━━━━━ ITEMS
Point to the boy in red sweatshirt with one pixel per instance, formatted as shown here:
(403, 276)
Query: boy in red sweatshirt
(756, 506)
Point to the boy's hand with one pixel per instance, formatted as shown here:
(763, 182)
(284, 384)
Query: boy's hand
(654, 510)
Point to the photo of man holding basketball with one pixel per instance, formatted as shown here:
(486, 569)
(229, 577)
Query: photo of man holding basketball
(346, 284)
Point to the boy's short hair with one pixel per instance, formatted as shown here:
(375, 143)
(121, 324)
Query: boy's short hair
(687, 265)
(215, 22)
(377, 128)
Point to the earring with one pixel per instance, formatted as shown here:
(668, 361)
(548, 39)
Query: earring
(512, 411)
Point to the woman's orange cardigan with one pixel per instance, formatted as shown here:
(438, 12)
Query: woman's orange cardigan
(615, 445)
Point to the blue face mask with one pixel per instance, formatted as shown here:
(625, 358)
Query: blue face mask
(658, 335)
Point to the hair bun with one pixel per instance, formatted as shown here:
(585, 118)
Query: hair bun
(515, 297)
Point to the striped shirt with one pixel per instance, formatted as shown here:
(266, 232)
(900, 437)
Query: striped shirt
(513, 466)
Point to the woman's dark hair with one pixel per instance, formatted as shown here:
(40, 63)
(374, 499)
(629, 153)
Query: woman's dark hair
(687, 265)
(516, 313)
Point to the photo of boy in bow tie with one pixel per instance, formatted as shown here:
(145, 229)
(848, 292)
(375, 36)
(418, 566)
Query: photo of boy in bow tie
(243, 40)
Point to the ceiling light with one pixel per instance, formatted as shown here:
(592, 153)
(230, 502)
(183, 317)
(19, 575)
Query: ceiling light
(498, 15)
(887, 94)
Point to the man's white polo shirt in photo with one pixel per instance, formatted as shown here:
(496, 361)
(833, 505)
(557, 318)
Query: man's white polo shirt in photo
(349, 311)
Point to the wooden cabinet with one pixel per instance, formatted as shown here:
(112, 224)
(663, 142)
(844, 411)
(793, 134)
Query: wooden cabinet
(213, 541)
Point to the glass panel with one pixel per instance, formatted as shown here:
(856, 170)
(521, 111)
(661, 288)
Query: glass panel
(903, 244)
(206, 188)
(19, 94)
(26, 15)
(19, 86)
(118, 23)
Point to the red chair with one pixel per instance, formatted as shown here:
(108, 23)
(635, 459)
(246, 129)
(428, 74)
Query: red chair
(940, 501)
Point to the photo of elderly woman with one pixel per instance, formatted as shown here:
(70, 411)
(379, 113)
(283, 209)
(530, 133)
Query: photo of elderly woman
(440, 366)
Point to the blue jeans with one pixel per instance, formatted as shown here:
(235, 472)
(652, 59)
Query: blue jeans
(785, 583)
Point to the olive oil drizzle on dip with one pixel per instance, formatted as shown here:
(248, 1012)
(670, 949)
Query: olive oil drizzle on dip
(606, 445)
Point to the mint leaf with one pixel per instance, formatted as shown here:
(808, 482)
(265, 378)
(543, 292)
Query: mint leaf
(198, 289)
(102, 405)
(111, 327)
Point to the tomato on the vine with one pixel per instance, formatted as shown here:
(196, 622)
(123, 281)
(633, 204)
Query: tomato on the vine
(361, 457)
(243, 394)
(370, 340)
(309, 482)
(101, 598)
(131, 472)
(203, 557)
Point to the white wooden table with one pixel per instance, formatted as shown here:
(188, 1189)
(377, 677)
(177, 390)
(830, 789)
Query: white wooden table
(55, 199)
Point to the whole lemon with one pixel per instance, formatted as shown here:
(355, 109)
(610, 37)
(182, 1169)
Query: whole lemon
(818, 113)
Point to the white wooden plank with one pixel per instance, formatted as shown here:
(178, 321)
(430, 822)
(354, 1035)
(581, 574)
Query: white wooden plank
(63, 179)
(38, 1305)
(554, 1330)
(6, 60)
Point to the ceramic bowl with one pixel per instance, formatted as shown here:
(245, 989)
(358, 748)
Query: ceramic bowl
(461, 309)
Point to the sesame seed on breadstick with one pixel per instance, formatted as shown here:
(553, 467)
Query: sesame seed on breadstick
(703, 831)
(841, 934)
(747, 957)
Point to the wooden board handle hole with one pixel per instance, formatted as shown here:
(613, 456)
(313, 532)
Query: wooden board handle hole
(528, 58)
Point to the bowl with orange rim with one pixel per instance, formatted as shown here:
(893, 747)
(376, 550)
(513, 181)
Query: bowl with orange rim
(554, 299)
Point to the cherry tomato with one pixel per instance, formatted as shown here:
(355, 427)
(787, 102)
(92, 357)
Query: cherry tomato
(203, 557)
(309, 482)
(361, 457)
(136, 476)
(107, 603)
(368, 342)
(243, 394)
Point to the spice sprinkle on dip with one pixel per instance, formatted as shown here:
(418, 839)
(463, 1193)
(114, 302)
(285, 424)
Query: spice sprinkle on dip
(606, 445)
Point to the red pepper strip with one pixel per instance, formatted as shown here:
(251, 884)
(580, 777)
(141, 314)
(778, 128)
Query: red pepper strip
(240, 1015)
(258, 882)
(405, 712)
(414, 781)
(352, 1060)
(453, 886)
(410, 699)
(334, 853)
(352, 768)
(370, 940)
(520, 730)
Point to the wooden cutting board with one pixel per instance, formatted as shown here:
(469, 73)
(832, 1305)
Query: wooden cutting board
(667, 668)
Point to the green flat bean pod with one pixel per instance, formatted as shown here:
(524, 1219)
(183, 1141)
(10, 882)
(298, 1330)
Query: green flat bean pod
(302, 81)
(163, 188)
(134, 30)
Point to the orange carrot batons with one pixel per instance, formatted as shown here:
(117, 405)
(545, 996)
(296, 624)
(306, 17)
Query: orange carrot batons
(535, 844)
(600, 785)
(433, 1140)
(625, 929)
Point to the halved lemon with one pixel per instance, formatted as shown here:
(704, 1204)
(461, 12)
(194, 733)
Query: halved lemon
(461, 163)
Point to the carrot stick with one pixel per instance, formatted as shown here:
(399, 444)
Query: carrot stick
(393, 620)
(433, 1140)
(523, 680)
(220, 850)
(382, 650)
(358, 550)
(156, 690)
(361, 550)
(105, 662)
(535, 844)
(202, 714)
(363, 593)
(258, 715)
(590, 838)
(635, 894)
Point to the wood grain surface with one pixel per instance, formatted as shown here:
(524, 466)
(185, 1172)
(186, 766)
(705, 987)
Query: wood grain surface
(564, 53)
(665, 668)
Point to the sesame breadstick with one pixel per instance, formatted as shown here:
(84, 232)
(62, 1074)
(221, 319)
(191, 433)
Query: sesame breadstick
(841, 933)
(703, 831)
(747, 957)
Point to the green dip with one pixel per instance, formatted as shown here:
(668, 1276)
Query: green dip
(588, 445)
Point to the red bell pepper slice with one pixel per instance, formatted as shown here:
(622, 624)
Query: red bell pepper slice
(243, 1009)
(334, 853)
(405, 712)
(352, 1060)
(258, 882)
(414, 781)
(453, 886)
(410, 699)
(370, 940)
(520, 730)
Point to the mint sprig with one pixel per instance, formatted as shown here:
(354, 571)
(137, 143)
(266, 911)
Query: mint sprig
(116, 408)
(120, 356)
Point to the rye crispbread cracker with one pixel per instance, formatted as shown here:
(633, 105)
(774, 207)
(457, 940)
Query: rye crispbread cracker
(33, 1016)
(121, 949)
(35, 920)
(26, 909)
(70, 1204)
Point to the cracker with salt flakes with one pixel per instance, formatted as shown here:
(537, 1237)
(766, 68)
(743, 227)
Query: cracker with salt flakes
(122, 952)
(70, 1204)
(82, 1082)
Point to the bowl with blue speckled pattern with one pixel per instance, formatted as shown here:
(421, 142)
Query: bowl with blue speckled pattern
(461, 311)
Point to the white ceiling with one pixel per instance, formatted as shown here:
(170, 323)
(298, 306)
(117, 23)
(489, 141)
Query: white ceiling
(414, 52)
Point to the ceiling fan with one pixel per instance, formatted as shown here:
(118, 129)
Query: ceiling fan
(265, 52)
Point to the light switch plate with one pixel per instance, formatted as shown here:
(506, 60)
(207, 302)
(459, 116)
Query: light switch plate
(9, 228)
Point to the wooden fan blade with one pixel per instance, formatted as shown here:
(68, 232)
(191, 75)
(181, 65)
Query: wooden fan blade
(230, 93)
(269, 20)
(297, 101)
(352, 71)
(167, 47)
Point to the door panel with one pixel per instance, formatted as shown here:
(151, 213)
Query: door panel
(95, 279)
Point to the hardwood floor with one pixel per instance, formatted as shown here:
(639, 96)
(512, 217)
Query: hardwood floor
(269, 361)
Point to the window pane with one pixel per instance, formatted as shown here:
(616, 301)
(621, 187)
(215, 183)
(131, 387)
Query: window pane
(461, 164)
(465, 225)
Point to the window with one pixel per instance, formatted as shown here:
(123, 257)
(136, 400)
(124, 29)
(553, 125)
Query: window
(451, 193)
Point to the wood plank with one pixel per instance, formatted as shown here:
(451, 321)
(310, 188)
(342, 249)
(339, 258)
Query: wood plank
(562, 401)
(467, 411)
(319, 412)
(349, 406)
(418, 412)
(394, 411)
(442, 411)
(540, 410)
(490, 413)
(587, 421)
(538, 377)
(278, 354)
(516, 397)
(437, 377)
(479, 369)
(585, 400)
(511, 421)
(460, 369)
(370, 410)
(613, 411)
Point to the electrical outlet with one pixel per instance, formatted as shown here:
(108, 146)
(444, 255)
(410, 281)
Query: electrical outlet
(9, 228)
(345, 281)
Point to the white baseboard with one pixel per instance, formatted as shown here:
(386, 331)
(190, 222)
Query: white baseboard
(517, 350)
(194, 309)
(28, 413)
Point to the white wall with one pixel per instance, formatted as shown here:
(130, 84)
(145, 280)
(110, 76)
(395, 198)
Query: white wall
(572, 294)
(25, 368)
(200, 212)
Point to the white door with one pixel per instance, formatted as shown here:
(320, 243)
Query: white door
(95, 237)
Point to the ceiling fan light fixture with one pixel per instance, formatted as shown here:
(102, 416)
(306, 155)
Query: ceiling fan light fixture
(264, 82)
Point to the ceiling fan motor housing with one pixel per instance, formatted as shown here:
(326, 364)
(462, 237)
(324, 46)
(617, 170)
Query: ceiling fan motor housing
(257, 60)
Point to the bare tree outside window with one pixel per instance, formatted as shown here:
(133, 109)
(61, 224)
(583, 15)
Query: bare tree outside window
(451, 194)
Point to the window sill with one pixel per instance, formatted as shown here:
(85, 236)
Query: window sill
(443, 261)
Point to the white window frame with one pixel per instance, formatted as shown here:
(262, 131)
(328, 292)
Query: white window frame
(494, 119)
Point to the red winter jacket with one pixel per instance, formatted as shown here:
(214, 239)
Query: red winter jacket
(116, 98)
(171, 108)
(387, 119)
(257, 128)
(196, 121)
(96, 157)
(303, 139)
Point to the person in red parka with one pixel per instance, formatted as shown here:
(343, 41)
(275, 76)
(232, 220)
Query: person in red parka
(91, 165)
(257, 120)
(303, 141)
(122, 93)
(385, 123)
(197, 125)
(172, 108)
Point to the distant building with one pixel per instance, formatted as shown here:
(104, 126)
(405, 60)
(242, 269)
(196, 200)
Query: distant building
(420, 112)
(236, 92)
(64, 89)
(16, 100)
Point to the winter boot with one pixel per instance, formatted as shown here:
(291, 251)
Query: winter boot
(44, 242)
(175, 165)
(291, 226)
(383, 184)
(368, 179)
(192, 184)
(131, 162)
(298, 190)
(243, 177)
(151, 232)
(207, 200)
━━━━━━━━━━
▸ EXERCISE GOAL
Output only the lines from the one holding "Point to the person" through the last line above, exactly as they appear.

▸ THE RESULT
Point to the person in red parka with one pixel per instance, formatted as shown here:
(343, 41)
(275, 76)
(232, 220)
Query: person in red parka
(91, 165)
(257, 120)
(303, 141)
(122, 93)
(385, 123)
(197, 125)
(172, 108)
Point to the distant building with one pixel per instance, formatted as shown here:
(104, 126)
(405, 60)
(242, 269)
(196, 200)
Query: distant building
(420, 112)
(236, 92)
(64, 89)
(16, 100)
Point to the winter boot with one pixel per instance, formatted as shown here:
(291, 251)
Query: winter boot
(44, 242)
(175, 165)
(291, 226)
(383, 184)
(368, 179)
(192, 184)
(131, 162)
(298, 190)
(243, 177)
(151, 232)
(207, 200)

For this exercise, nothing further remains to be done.